> WORK TO COMPLETE
A) Transcribe the passage on hiring an estate agent from "You have to" up to and including "an Estate Agent?".
B) In the piece on hiring an estate agent, condense the paragraph beginning "Experience – There are so many things" into a short bulleted list that keeps its main facts.

> EXTRACT PROVIDED
—————
When you’re selling your property, you naturally want to get the most you possibly can for it. Paying expensive estate agents fees can sometimes seem like a waste. It can be tempting to go it alone but the benefits that an estate agent offers could very well make up for the fee they charge.

You have to look at your personal circumstances and be realistic about what you can and can’t achieve before you make your decision – we have the perfect pros and cons list to help you work out if you’re ready for the task of selling your home without assistance: Should You Employ an Estate Agent?

In favour of an estate agent

Experience – There are so many things that an estate agent will be aware of that you may not. There’s a lot more to it than putting up the iconic ‘For Sale’ sign. They will advise you on things like the repairs or redecoration necessary to secure a sale, help you fix an asking price and give you advice on what you should include, such as furniture as well as pre-empting a whole host of seldom-considered questions.

Contacts –  As well as the potential purchasers registered with their agency, agents will have a list of publications and websites just made for publicising your sale and because they advertise in bulk, they’ll get much cheaper advertising space than you will.
—————
(Source data)

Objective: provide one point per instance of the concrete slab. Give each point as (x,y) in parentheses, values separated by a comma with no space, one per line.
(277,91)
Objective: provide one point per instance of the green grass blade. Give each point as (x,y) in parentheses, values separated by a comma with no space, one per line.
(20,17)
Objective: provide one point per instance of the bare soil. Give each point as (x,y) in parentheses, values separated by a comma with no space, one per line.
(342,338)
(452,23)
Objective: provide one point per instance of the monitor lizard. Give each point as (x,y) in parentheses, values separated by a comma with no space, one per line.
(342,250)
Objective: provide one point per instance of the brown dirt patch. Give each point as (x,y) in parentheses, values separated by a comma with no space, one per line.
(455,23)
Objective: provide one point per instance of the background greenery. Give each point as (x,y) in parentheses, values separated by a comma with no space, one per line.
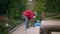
(12,9)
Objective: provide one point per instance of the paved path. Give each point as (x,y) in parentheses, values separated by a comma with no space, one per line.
(22,30)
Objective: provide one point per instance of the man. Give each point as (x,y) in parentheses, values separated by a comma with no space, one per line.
(28,14)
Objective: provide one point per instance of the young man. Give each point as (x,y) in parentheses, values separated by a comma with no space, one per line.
(28,14)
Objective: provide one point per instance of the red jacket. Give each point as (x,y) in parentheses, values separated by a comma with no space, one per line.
(28,13)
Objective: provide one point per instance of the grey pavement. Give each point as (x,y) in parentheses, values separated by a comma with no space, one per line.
(22,30)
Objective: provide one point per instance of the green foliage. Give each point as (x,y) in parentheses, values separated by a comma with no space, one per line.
(53,6)
(12,9)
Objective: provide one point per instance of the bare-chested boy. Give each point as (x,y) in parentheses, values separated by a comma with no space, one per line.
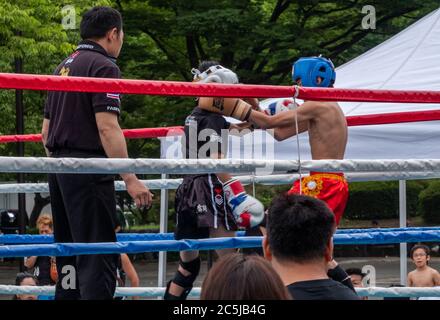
(324,121)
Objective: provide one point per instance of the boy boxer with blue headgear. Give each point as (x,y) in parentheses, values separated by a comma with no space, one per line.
(324,121)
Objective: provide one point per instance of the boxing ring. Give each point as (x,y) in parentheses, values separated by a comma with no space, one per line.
(355,170)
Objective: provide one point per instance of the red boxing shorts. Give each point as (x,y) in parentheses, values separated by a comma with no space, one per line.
(331,188)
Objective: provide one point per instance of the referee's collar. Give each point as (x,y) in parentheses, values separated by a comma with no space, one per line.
(93,46)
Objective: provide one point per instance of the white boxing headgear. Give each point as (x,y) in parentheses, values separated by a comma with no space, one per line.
(217,74)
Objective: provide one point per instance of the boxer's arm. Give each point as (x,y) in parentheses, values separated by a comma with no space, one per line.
(307,111)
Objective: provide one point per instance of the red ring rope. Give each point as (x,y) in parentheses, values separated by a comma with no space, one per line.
(174,88)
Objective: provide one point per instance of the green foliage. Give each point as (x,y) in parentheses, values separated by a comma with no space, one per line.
(380,200)
(429,200)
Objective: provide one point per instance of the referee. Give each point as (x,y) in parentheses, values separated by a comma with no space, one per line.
(85,125)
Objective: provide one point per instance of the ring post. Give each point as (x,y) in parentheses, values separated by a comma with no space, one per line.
(162,271)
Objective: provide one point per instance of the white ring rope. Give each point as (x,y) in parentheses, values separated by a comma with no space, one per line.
(281,179)
(157,292)
(193,166)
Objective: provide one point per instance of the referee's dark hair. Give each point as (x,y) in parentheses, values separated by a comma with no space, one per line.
(98,21)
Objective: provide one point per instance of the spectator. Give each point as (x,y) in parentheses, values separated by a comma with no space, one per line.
(299,244)
(243,277)
(125,268)
(423,275)
(25,279)
(44,267)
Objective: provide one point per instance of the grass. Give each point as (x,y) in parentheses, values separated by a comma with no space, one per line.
(345,224)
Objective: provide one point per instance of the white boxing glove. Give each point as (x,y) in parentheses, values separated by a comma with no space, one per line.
(248,211)
(216,74)
(280,106)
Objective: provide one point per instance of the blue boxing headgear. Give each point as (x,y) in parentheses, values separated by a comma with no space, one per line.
(308,69)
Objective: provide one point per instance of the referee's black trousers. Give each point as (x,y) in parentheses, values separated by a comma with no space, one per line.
(83,210)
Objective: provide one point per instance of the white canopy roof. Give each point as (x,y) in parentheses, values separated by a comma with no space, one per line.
(409,60)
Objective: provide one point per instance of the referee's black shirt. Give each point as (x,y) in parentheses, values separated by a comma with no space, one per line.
(72,123)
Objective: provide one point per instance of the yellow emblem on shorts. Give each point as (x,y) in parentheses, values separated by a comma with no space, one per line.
(64,72)
(311,186)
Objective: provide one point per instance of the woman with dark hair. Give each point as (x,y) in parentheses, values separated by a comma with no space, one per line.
(243,277)
(25,279)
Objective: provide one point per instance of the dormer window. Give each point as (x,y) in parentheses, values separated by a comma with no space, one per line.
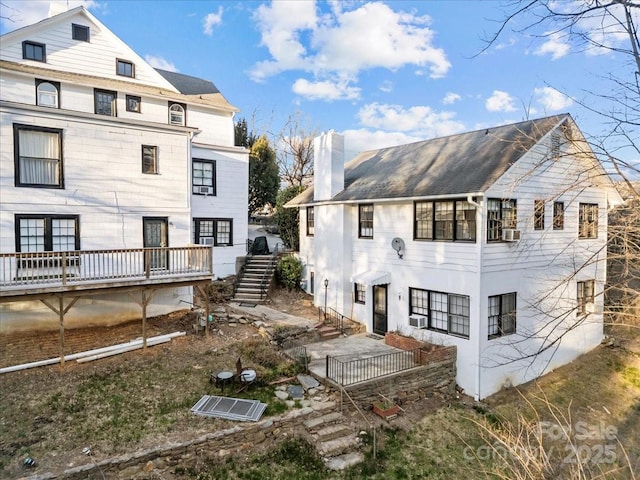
(125,68)
(176,114)
(47,93)
(34,51)
(80,32)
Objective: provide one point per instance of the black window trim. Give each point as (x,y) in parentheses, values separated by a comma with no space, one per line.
(77,27)
(429,316)
(310,221)
(214,180)
(197,221)
(360,207)
(16,155)
(34,44)
(40,81)
(433,221)
(501,332)
(133,97)
(48,218)
(114,102)
(127,62)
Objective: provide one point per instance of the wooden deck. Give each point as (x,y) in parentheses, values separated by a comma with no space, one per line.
(85,271)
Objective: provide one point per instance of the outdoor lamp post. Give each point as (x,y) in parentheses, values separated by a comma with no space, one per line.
(326,286)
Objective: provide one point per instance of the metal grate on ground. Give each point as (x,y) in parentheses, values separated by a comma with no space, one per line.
(229,408)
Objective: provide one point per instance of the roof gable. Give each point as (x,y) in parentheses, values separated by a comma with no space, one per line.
(97,57)
(455,165)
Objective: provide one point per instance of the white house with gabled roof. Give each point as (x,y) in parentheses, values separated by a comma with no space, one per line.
(120,184)
(493,241)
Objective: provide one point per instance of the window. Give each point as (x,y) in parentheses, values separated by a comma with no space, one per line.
(310,221)
(34,51)
(558,215)
(588,220)
(176,114)
(359,292)
(448,220)
(217,230)
(538,214)
(47,233)
(80,32)
(585,296)
(125,68)
(365,221)
(446,312)
(500,214)
(38,156)
(105,102)
(204,177)
(502,315)
(47,93)
(149,159)
(133,103)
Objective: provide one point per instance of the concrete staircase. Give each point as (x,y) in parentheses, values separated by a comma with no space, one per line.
(254,279)
(335,440)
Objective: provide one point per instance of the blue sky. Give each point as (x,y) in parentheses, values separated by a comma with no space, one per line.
(382,73)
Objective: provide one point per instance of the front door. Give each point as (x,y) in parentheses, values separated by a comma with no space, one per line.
(155,235)
(380,309)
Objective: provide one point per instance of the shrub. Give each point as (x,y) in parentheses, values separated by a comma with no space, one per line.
(289,272)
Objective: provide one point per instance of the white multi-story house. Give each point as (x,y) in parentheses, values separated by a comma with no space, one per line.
(120,184)
(493,241)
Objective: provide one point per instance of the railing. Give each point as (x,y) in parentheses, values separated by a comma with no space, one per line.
(37,269)
(346,370)
(333,318)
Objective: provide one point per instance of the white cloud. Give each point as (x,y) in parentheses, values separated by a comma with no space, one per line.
(20,13)
(419,120)
(451,98)
(212,20)
(500,101)
(551,99)
(325,90)
(343,43)
(555,46)
(161,63)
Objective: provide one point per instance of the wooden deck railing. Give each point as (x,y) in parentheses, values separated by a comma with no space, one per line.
(38,269)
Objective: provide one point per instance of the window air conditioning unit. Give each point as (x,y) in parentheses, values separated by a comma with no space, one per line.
(510,235)
(418,322)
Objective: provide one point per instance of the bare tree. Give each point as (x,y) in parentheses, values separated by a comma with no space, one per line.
(294,147)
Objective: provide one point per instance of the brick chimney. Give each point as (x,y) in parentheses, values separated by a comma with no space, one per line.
(328,165)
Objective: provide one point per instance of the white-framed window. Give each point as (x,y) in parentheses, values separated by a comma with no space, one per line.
(310,221)
(149,159)
(214,231)
(502,315)
(360,292)
(177,114)
(105,102)
(365,221)
(585,296)
(204,177)
(445,312)
(38,156)
(500,214)
(47,93)
(588,220)
(124,68)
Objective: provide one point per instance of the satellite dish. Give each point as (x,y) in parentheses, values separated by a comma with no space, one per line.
(398,245)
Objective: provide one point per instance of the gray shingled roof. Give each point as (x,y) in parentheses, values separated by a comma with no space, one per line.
(188,85)
(458,164)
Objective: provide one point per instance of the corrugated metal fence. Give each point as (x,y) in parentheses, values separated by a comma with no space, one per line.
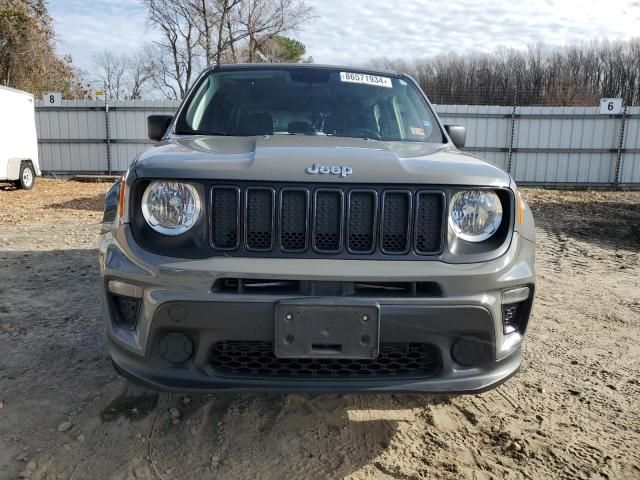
—————
> TASK-BY-TASK SOLUTIONS
A)
You have to look at your personal circumstances and be realistic about what you can and can’t achieve before you make your decision – we have the perfect pros and cons list to help you work out if you’re ready for the task of selling your home without assistance: Should You Employ an Estate Agent?

B)
- An estate agent knows many things a seller may not; selling involves far more than putting up a "For Sale" sign.
- The agent advises on repairs or redecoration needed to secure a sale.
- The agent helps set an asking price.
- The agent advises on what to include in the sale, such as furniture.
- The agent anticipates many seldom-considered questions.